Exercise brief:
Copy out the material below without any change, starting at its first line and going on through the line that contains "440), (427, 179)]".

Record extracts:
↓↓↓
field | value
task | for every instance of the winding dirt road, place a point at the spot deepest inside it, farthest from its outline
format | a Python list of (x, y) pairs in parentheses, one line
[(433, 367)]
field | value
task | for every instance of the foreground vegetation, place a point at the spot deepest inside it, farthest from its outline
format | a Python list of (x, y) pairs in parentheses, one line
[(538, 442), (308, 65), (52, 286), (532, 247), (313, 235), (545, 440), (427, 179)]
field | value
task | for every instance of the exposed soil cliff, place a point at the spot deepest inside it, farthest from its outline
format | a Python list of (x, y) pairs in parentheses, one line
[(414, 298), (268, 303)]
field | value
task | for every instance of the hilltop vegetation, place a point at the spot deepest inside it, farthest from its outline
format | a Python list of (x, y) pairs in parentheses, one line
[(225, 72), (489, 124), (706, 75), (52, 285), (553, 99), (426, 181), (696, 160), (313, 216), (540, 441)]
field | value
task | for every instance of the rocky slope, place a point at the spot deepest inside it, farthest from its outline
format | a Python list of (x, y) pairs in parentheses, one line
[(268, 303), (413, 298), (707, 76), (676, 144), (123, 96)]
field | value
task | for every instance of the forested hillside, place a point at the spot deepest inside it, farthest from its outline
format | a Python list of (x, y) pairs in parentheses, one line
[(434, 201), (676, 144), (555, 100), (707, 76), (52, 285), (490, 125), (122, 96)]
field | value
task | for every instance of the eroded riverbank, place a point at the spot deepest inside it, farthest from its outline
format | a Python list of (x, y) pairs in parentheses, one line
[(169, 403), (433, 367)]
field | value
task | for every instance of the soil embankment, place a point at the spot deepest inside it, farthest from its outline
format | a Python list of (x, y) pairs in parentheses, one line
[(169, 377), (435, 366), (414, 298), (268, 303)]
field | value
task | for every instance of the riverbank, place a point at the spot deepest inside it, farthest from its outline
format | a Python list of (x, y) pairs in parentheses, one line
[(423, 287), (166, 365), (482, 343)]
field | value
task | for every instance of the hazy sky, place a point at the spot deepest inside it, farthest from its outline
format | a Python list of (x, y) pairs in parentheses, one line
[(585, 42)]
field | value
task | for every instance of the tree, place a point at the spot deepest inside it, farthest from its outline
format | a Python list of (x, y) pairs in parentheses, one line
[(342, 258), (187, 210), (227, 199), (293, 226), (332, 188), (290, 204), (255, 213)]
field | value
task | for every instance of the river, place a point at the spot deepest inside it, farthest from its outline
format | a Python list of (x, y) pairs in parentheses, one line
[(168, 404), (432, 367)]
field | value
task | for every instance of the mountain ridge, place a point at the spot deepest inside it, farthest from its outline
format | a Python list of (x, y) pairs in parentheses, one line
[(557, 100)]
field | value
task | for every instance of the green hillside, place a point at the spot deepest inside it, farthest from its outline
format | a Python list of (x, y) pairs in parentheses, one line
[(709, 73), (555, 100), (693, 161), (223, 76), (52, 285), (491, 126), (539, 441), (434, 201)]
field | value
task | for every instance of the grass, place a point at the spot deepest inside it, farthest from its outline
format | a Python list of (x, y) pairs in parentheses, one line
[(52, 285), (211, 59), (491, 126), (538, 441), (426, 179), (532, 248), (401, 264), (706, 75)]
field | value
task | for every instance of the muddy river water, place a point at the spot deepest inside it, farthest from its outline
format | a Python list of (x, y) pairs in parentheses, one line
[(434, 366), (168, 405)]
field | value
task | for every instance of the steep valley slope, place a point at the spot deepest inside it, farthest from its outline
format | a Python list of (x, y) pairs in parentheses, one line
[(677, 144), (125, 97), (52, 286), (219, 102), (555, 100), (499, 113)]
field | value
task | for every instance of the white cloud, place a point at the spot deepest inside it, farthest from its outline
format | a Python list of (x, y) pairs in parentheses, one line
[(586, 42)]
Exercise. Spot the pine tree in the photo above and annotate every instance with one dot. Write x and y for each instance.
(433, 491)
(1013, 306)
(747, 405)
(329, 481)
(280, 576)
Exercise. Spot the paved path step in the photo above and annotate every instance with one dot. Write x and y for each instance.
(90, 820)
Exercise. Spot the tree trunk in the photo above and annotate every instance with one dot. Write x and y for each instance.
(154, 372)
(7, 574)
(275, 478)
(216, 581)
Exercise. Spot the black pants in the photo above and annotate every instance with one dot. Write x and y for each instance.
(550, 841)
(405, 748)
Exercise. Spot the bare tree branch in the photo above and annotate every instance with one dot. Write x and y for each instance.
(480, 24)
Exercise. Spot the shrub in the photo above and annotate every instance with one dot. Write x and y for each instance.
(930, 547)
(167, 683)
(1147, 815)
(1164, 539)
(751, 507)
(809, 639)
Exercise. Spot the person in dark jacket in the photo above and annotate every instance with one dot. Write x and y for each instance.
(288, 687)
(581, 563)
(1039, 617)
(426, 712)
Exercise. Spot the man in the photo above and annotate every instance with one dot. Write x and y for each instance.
↑↑↑
Reply:
field | value
task | for every instance of the winding dirt road, place a point at the spot deepest inside it, farthest from its outline
format | a Python list of (x, y) pairs in parentheses, one line
[(433, 367)]
field | value
task | for every instance of the foreground vegetation, place a point at the spot deepest inside it, farthest from its outline
format | a Python list of (x, y) pairs in parentheses, one line
[(538, 442), (308, 65), (52, 286), (532, 247), (313, 235), (545, 440), (427, 179)]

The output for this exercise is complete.